* SELECTED EXCERPT

Postby Hetchy » Fri Apr 03, 2009 10:11 pm

10 years ago I began to pay attention to what I ate.(Except the Biscuits :evil: )
Particularly the foods I choose for the trail.
I have since that time taken to buying many organic foods and made my main dishes as "healthful" as possible.
In the past few year there has been Whole Foods Market. A true boone to a finicky backpackers larder. All the food in the store is whole grain/no preservatives/no artificial flavors.. and expensive. But the biggest thing I have noticed is the lack of SALT.
In 2007 I had descended from 9600 feet to 4800 feet in a few hours. The heat lower down was oppresive and though I drank copious amounts of water my thirst was unquenchable. I began to feel the symptoms of Heat stroke. I actually thought I was going to faint and do a face plant on the trail. At last, through the fog in my mind, I came to the realization there was a larger problem.

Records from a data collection
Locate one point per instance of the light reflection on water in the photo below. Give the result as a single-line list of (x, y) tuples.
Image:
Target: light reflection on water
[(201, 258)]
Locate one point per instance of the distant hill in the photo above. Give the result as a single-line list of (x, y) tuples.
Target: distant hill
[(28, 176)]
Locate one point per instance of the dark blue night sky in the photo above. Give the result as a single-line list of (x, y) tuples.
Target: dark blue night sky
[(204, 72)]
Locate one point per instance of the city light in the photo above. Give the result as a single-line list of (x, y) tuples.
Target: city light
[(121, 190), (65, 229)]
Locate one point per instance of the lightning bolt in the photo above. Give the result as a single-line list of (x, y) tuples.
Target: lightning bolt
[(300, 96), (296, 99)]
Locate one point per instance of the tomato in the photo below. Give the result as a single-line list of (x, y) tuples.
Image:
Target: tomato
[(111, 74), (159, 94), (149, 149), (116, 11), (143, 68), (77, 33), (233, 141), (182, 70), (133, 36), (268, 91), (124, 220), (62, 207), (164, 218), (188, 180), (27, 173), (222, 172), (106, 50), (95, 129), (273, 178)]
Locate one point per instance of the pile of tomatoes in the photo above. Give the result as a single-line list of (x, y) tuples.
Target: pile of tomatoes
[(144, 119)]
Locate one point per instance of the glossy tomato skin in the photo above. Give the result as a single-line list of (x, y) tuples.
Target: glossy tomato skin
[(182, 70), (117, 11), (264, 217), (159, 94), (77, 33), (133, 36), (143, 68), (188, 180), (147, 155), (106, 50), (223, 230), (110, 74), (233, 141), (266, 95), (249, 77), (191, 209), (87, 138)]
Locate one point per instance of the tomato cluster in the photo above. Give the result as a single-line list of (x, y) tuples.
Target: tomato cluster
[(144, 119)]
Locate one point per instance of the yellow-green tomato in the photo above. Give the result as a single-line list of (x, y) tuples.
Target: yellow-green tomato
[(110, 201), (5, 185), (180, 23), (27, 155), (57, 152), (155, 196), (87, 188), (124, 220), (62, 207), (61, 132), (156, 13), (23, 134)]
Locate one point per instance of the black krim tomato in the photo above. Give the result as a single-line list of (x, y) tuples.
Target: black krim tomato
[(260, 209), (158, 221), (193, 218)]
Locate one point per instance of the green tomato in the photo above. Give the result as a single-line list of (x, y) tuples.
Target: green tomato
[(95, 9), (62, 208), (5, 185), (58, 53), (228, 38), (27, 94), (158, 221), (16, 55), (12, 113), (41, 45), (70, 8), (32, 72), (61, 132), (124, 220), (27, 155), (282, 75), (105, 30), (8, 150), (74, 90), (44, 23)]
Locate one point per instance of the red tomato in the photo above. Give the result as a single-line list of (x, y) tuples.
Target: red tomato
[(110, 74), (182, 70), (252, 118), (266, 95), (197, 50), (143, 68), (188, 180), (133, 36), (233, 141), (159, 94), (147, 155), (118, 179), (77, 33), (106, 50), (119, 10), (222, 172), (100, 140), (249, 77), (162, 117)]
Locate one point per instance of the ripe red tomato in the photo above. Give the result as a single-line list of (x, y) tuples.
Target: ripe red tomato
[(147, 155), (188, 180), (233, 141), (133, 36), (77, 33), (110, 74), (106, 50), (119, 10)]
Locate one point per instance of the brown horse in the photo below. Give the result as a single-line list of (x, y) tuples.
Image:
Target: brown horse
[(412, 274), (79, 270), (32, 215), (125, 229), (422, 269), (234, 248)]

* WHAT YOU WILL DO
Reproduce the entire forum post about trail food and salt word for word. The records are separate from the forum post.

* SOLUTION TO THIS EXERCISE
Postby Hetchy » Fri Apr 03, 2009 10:11 pm

10 years ago I began to pay attention to what I ate.(Except the Biscuits :evil: )
Particularly the foods I choose for the trail.
I have since that time taken to buying many organic foods and made my main dishes as "healthful" as possible.
In the past few year there has been Whole Foods Market. A true boone to a finicky backpackers larder. All the food in the store is whole grain/no preservatives/no artificial flavors.. and expensive. But the biggest thing I have noticed is the lack of SALT.
In 2007 I had descended from 9600 feet to 4800 feet in a few hours. The heat lower down was oppresive and though I drank copious amounts of water my thirst was unquenchable. I began to feel the symptoms of Heat stroke. I actually thought I was going to faint and do a face plant on the trail. At last, through the fog in my mind, I came to the realization there was a larger problem.